### ASSIGNMENT
Determine how many lines in the entries below contain "chair", and output that number alone.

——————————

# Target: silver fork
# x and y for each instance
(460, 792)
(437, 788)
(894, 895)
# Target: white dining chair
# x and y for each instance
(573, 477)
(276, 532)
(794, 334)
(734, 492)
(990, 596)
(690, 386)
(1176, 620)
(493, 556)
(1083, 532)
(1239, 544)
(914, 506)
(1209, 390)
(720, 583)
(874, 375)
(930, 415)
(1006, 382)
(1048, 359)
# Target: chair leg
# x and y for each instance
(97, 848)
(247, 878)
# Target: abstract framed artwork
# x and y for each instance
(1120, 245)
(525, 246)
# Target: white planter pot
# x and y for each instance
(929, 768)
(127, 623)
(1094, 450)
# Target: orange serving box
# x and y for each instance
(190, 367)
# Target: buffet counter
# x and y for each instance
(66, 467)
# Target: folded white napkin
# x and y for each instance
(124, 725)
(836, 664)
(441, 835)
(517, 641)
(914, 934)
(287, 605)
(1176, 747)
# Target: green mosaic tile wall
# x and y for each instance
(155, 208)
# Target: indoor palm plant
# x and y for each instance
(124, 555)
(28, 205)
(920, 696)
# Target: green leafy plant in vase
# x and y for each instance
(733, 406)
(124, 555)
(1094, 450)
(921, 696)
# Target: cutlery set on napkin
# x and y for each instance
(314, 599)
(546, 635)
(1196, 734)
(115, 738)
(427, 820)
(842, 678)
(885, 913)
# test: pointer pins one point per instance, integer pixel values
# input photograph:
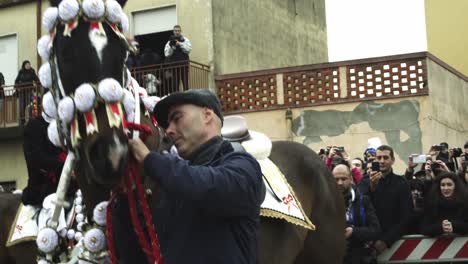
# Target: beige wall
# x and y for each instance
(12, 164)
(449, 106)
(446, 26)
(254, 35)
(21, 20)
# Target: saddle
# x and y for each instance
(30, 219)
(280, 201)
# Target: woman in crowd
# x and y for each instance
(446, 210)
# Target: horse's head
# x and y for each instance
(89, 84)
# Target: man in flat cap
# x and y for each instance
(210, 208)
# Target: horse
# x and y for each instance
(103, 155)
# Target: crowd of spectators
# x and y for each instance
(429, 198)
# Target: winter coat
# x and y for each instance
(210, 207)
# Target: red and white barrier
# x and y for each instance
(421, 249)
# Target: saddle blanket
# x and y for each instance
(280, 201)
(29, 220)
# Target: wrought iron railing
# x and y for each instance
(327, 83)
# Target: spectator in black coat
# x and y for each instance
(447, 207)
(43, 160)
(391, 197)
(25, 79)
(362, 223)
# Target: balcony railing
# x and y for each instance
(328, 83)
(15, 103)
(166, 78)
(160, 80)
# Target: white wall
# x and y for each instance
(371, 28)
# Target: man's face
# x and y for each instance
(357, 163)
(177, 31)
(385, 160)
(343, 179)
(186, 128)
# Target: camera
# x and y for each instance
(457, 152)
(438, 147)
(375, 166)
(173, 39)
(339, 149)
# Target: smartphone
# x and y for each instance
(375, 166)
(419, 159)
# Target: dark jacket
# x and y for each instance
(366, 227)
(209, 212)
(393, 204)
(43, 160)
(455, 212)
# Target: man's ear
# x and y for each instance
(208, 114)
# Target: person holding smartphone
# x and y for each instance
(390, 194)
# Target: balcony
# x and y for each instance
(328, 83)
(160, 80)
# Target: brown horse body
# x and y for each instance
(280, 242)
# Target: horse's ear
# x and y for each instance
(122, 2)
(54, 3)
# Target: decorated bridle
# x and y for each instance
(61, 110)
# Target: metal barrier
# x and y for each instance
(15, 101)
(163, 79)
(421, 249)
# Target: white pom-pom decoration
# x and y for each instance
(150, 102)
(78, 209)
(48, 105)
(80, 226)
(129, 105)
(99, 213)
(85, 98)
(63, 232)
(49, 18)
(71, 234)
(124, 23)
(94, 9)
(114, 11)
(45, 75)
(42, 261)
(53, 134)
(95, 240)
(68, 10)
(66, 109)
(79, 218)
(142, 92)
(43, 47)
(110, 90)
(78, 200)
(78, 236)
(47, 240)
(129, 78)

——————————

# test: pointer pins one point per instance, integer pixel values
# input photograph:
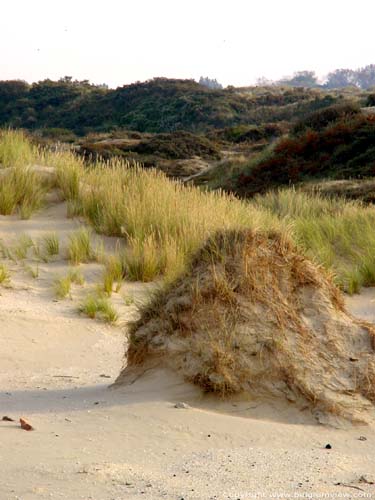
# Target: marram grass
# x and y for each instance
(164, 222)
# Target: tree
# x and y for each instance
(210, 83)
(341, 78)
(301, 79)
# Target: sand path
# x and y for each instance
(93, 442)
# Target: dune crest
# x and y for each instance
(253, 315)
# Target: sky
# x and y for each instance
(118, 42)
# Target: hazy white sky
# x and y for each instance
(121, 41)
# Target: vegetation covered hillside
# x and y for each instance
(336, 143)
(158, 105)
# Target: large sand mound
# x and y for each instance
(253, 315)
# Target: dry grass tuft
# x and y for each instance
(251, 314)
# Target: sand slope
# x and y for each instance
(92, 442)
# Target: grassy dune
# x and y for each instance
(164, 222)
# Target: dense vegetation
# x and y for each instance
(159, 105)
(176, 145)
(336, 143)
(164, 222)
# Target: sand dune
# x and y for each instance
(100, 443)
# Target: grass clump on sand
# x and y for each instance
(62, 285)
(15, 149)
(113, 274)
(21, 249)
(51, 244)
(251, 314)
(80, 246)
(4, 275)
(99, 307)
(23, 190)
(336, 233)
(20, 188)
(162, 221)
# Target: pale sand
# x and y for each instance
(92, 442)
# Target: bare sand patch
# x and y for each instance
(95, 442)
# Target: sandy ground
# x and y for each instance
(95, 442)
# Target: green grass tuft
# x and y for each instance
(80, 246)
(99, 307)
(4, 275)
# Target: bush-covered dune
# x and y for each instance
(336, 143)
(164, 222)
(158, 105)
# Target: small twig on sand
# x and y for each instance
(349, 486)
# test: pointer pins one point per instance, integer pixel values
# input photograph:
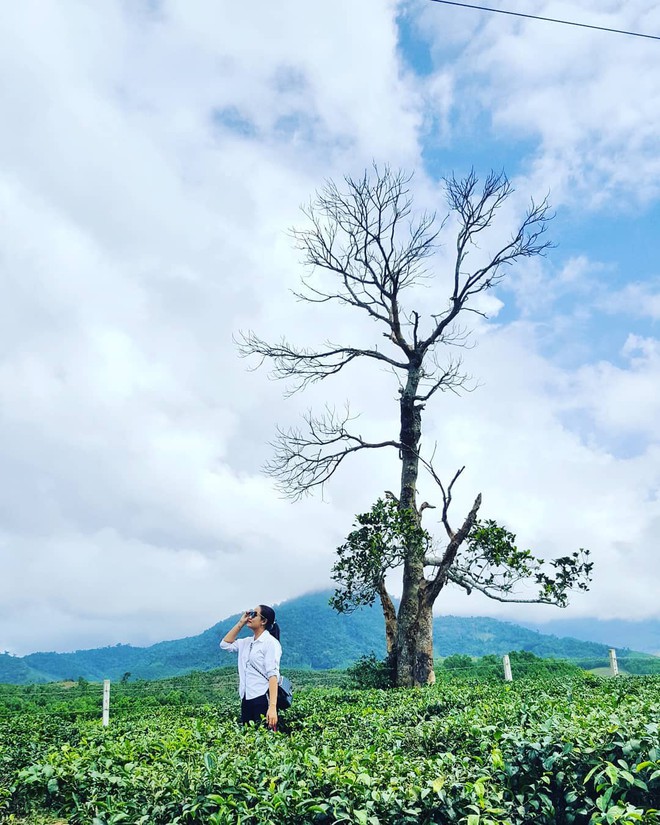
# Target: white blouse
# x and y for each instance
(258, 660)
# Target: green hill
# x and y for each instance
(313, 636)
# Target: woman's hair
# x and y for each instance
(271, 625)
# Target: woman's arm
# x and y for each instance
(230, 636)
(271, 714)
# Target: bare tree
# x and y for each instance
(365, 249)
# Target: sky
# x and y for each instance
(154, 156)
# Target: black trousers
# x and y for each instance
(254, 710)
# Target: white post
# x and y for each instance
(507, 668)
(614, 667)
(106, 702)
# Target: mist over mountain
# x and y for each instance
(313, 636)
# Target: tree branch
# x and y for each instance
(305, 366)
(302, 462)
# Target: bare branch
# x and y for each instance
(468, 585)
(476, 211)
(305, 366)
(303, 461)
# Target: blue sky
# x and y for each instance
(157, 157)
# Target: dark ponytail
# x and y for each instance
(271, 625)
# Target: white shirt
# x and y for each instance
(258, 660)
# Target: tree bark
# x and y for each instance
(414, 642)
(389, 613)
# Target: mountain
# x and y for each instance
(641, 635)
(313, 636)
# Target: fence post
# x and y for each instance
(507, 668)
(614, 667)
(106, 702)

——————————

### ANSWER SPACE
2